— Begin —

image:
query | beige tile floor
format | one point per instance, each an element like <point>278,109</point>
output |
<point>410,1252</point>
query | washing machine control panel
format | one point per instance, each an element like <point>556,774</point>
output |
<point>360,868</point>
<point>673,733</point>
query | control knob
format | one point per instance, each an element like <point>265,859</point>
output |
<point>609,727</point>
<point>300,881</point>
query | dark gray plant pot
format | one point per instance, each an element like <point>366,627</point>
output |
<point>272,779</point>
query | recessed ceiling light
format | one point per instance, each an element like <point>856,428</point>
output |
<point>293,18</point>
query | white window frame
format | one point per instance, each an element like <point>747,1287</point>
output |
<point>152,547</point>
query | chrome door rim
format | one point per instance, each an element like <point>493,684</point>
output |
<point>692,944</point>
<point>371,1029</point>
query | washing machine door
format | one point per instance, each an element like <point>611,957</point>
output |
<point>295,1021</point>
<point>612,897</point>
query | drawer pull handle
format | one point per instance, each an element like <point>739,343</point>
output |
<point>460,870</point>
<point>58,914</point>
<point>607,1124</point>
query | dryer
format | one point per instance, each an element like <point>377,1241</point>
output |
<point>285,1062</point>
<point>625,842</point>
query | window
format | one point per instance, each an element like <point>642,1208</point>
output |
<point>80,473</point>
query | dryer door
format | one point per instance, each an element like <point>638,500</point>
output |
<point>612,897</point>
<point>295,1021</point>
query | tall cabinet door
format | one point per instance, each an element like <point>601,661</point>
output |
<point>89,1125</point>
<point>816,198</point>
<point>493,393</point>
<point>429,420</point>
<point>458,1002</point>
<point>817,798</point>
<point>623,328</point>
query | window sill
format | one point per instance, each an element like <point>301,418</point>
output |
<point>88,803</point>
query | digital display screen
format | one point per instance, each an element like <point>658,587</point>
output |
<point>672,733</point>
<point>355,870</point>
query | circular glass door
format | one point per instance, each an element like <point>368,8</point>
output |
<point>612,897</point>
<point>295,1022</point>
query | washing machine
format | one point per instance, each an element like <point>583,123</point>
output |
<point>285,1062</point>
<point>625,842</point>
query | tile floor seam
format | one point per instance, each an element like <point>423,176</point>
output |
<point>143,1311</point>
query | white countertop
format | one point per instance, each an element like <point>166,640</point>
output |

— End —

**EXERCISE TASK:** Extract every entry above and reproduce all of its lines verbatim, in their original order.

**ANSWER FOR THE TASK:**
image:
query | beige tile floor
format | one point per instance, each an element like <point>278,109</point>
output |
<point>410,1252</point>
query | washing machine control panel
format | one point per instance, each an element like <point>556,774</point>
output |
<point>360,868</point>
<point>673,733</point>
query | control knob
format | one point per instance, each an element like <point>265,859</point>
output |
<point>609,727</point>
<point>300,881</point>
query | dark gray plant pot
format | one point per instance, each an element like <point>366,627</point>
output |
<point>272,779</point>
query | recessed ceiling light
format | one point per instance, each an element like <point>856,428</point>
output |
<point>293,18</point>
query | white window frame
format | one point per instance, each an element like <point>747,1287</point>
output |
<point>152,547</point>
query | chrome door rim
format | one point per instance, each an element like <point>493,684</point>
output |
<point>692,944</point>
<point>371,1029</point>
query | washing machine door
format | one point per instance, each an element like <point>611,957</point>
output |
<point>295,1021</point>
<point>612,897</point>
query | drawer pull handle
format | one point per instance, each an element like <point>739,343</point>
output |
<point>460,870</point>
<point>58,914</point>
<point>607,1124</point>
query | dryer
format | one point per instance, each an element like <point>377,1241</point>
output |
<point>285,1062</point>
<point>625,842</point>
query | window
format | one point per instance, each an element like <point>642,1208</point>
output |
<point>80,473</point>
query | dryer door
format | one point per instance, each an element like <point>638,500</point>
output |
<point>612,897</point>
<point>295,1021</point>
query | tall cabinet door
format | one point per instance, each an element like <point>601,661</point>
output |
<point>89,1125</point>
<point>816,198</point>
<point>493,393</point>
<point>429,420</point>
<point>458,1002</point>
<point>817,798</point>
<point>623,328</point>
query | window sill
format | one point per instance, each an element like <point>301,418</point>
output |
<point>88,803</point>
query | digital display screen
format | one point per instance, each an element like <point>658,587</point>
output |
<point>672,733</point>
<point>355,870</point>
query | circular glass door
format | one point per instance, each an element like <point>368,8</point>
output |
<point>612,897</point>
<point>295,1022</point>
query | washing machine
format | one point per instance, each an element like <point>583,123</point>
output |
<point>285,1062</point>
<point>625,842</point>
query | tile floor seam
format | one point per instance, each an element like <point>423,176</point>
output |
<point>143,1311</point>
query | white countertop
format | one point per instance, each an element like <point>166,640</point>
output |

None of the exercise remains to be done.